• What you are asked to do: Which lines below contain the word "water"? Show each of them in full.

• Extracted entries:
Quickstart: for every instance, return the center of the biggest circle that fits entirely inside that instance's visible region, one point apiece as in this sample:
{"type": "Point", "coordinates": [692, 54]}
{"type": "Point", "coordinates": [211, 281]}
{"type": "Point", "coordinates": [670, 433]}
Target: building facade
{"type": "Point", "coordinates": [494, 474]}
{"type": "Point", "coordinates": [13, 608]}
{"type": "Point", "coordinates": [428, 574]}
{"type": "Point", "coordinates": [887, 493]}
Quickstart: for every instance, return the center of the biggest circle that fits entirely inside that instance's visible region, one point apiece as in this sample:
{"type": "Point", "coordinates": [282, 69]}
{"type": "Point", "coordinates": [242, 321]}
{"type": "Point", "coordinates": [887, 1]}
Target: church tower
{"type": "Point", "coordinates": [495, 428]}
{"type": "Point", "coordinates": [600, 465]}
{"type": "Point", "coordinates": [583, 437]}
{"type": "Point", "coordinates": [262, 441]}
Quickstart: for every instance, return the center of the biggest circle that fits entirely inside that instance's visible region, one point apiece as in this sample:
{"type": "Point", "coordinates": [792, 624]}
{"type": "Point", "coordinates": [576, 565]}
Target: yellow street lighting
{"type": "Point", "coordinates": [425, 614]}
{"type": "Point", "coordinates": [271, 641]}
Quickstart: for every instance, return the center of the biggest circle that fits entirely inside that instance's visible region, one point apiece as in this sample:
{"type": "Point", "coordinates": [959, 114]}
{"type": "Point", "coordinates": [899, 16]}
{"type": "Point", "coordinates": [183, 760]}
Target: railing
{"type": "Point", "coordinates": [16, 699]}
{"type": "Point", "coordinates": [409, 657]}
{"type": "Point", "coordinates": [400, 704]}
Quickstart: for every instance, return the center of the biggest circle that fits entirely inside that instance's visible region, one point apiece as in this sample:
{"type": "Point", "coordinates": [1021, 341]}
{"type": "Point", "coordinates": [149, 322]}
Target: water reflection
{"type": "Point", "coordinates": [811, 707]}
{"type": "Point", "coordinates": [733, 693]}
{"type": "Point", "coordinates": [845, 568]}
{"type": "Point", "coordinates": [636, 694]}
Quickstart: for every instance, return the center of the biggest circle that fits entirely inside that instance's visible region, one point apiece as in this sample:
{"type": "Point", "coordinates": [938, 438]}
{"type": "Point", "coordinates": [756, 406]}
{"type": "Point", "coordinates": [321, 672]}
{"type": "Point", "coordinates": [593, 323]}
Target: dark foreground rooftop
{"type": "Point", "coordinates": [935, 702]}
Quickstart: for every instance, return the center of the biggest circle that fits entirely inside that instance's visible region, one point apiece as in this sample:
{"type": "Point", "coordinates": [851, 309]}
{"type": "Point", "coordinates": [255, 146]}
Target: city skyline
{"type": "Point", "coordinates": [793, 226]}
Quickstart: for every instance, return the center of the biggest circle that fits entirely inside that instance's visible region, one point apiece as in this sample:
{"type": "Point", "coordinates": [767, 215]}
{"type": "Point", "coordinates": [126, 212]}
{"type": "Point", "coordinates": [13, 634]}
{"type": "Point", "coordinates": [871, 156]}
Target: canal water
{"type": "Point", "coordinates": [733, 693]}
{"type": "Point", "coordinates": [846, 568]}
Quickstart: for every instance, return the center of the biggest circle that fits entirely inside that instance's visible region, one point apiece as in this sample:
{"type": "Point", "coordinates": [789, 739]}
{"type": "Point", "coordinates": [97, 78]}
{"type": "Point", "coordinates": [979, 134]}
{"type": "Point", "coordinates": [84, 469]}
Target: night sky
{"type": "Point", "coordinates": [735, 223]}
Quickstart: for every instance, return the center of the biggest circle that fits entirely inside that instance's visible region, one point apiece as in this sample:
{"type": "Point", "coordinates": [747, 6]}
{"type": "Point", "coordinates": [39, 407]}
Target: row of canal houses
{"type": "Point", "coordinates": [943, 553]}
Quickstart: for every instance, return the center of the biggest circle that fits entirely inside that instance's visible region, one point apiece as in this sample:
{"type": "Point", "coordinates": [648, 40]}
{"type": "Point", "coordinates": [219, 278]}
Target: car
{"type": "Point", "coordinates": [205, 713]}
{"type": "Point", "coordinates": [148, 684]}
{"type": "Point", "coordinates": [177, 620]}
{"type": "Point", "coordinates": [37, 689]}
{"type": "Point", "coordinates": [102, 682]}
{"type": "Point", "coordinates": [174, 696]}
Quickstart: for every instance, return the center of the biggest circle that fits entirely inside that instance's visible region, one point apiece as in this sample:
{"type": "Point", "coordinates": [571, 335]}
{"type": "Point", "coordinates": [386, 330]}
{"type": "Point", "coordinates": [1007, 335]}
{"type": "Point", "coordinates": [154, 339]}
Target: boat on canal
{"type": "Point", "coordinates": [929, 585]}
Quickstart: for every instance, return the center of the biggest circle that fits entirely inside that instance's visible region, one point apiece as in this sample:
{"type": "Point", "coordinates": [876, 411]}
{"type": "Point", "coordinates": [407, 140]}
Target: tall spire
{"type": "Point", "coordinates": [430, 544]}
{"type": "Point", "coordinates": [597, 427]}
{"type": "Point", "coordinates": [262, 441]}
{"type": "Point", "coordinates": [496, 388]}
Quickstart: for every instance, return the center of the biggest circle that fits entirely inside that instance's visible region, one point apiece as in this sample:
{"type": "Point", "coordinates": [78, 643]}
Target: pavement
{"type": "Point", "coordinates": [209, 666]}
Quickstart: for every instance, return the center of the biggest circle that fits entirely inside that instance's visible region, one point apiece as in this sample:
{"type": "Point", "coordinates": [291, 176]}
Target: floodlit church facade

• Finished answer:
Target: water reflection
Target: canal water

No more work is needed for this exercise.